## DADOS BRUTOS
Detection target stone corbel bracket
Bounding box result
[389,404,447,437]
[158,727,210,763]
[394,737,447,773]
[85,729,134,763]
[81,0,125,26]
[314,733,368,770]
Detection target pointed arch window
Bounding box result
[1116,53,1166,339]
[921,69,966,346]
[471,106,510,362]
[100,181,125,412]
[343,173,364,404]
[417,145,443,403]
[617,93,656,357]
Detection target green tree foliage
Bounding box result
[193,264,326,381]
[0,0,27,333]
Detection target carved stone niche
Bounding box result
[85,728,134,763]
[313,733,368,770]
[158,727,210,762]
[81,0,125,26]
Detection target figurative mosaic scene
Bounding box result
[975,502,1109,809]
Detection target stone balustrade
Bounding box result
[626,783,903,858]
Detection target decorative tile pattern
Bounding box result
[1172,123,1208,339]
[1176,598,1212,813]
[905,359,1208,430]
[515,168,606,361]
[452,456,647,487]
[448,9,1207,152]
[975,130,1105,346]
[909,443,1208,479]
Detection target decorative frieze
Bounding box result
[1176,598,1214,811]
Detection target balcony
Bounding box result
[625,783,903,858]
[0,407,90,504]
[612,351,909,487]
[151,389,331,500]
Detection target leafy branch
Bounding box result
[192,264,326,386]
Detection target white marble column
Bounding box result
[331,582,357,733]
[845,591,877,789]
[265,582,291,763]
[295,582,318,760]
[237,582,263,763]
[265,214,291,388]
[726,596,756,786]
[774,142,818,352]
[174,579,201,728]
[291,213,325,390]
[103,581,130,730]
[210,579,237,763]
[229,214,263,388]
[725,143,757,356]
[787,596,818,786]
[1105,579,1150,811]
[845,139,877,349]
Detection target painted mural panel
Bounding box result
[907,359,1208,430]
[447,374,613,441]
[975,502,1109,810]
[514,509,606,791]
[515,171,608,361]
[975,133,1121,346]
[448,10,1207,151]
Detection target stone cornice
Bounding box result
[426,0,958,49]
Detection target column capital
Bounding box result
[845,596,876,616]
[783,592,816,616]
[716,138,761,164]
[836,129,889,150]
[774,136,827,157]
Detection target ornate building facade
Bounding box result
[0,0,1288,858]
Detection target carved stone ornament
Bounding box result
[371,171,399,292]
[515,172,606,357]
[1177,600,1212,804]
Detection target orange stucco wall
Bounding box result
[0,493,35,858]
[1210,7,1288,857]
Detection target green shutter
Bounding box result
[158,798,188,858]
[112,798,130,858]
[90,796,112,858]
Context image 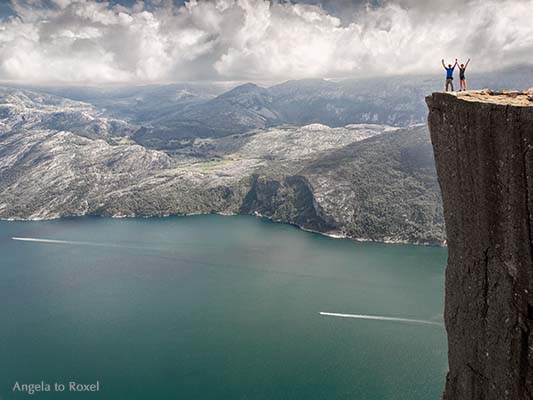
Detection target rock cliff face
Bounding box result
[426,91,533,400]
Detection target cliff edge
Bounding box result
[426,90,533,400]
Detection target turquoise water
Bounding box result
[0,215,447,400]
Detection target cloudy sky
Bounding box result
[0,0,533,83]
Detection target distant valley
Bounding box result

...

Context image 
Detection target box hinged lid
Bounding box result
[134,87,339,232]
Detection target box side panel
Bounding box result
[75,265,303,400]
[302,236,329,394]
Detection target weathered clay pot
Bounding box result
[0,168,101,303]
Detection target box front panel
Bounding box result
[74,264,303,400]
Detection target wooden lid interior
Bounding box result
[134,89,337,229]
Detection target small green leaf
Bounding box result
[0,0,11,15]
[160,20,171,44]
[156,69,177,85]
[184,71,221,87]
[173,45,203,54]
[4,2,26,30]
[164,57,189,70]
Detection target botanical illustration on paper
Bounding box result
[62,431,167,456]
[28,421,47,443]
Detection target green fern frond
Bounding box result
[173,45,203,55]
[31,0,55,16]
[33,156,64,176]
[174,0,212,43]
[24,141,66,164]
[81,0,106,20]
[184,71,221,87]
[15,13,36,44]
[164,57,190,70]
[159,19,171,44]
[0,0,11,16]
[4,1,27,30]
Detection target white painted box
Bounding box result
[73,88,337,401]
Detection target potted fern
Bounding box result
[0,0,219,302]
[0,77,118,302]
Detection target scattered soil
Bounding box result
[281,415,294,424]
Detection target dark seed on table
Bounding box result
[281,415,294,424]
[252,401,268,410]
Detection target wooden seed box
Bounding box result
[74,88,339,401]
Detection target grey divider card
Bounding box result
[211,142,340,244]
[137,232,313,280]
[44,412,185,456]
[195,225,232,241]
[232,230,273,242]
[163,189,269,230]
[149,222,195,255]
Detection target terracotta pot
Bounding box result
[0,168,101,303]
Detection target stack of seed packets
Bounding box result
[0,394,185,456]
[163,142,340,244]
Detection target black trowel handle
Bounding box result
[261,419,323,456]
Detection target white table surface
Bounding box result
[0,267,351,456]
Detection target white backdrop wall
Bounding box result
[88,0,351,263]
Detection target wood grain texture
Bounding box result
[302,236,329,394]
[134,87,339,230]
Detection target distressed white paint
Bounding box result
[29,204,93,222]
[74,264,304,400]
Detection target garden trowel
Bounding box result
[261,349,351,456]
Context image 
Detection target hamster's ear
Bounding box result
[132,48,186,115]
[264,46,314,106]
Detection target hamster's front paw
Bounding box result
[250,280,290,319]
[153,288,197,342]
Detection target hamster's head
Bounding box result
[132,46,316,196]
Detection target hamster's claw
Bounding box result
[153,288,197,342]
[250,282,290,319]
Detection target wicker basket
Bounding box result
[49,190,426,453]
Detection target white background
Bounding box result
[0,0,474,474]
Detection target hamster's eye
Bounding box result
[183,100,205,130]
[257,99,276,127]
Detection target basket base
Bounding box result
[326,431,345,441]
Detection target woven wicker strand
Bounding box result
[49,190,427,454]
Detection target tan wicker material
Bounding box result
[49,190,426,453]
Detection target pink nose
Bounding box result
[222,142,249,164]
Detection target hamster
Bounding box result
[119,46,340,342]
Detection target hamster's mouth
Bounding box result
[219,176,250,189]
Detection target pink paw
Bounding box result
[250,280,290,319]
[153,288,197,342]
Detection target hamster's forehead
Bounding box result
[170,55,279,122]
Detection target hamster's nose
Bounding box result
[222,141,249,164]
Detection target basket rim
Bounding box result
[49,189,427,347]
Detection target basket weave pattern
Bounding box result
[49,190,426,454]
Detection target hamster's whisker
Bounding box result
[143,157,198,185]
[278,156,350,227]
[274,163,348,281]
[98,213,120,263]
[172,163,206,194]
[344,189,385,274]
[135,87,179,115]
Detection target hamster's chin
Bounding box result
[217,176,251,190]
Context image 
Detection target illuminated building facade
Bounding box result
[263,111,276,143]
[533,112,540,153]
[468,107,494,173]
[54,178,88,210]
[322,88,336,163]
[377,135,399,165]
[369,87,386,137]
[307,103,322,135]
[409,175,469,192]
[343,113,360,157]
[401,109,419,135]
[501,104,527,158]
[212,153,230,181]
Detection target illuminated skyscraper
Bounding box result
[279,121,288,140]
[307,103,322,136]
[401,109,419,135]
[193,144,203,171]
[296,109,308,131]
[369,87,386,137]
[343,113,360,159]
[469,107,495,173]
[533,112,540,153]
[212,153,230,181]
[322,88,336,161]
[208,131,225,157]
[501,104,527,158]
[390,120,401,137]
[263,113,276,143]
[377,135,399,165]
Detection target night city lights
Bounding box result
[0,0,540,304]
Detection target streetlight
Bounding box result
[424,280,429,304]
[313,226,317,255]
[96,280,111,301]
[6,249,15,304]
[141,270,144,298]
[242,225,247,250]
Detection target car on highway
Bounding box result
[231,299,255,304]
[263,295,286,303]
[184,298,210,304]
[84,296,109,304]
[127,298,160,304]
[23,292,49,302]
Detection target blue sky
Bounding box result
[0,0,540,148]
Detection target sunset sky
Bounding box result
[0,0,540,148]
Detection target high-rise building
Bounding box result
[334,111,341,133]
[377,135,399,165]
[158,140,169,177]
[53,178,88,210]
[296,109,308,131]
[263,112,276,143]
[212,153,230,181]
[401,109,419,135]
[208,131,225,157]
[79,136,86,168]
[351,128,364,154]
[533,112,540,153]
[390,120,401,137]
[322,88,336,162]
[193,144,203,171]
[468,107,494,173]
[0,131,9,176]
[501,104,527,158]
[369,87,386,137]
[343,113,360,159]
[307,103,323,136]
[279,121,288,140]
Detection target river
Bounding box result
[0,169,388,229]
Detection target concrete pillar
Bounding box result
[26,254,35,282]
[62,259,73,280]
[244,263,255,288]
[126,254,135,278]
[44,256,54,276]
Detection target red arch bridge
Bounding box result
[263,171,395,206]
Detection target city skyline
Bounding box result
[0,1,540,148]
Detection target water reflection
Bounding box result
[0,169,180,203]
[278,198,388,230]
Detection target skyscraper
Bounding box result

* * *

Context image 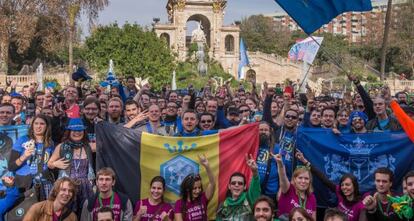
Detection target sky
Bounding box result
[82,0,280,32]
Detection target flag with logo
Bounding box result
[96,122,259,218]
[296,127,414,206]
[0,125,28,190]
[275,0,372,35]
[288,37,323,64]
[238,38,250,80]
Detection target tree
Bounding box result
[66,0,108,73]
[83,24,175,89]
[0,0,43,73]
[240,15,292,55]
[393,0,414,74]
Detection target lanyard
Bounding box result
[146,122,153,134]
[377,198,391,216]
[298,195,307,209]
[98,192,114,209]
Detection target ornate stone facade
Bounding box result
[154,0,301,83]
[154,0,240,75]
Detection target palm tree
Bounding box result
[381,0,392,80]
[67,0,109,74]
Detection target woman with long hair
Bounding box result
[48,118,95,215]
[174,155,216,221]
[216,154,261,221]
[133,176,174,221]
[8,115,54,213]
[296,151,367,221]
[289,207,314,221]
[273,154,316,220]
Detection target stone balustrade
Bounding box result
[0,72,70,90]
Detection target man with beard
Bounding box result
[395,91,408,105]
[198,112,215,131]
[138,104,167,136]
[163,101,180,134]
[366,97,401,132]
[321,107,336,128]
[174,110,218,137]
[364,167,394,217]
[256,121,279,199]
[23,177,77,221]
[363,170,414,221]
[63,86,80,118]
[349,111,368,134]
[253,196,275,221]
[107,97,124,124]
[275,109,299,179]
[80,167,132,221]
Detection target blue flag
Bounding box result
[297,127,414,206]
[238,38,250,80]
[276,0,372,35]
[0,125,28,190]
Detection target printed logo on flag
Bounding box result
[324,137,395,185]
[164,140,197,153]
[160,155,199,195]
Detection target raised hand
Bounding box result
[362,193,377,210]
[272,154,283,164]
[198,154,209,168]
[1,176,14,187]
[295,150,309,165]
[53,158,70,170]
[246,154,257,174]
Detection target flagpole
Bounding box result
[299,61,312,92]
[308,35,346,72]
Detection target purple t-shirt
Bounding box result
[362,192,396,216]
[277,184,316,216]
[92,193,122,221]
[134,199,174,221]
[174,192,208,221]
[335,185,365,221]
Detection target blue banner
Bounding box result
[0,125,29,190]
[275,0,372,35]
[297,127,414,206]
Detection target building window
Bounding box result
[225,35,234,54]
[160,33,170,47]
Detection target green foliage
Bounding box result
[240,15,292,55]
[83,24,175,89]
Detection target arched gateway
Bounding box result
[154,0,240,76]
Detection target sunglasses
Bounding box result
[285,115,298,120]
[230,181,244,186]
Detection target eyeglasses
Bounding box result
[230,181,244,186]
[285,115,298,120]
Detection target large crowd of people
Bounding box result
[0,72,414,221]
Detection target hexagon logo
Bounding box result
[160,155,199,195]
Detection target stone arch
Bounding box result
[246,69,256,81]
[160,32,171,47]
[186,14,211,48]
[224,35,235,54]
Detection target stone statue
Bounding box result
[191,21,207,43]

## REQUISITOS
Por favor, escale por 1,35 as coordenadas das caixas delimitadoras nas respostas do material entre as linhas que contêm "Detection target flag with logo" e "[335,185,365,221]", inclusive, arredondando para números inteiros, com os meios para cima. Reescreva todas essas linhas, com os pedidos incluídos.

## RESULTADO FINAL
Detection target flag with logo
Bounding box result
[130,165,350,294]
[400,171,559,278]
[0,169,38,257]
[371,0,502,47]
[389,50,436,86]
[321,51,338,108]
Detection target tree
Bounding box result
[89,0,146,99]
[112,32,236,120]
[0,0,58,99]
[324,20,394,74]
[531,0,559,100]
Detection target lanyard
Bounding box result
[197,165,207,181]
[509,267,528,292]
[402,263,414,282]
[132,259,154,282]
Detection target ornate stone facade
Bounding box result
[208,0,406,112]
[208,0,324,101]
Detection target palm tree
Bounding box result
[514,0,529,108]
[90,0,147,100]
Detection target woman with long hair
Bounding box result
[65,159,128,290]
[235,209,292,298]
[292,208,352,298]
[180,238,235,298]
[11,155,73,288]
[400,204,495,298]
[390,279,424,298]
[369,208,427,297]
Detection target stone balustrade
Bounding box result
[0,97,95,122]
Detection target man with beard
Bounding box result
[533,123,551,142]
[267,151,290,177]
[186,140,225,184]
[220,136,243,181]
[494,131,541,178]
[433,144,454,173]
[235,149,294,185]
[491,225,532,293]
[346,163,377,269]
[31,239,104,298]
[490,230,559,298]
[85,116,108,159]
[471,150,497,181]
[342,265,371,298]
[144,131,167,167]
[371,147,404,242]
[108,225,178,298]
Detection target blue flag
Bounding box result
[401,171,559,278]
[321,51,338,108]
[373,0,502,47]
[0,169,38,257]
Detection target printed logo on flag
Bounding box result
[437,185,533,250]
[221,189,266,207]
[216,209,269,263]
Detection target raised hand
Bounding box result
[489,261,509,284]
[367,208,382,221]
[267,208,282,227]
[1,238,19,252]
[398,203,417,223]
[72,213,95,230]
[332,208,347,235]
Detection target flagpole
Bounding box result
[404,82,421,124]
[416,47,467,97]
Detection target purple t-shirt
Bounding box result
[489,259,535,292]
[374,248,427,292]
[124,261,165,298]
[181,269,235,298]
[235,259,281,298]
[452,250,493,298]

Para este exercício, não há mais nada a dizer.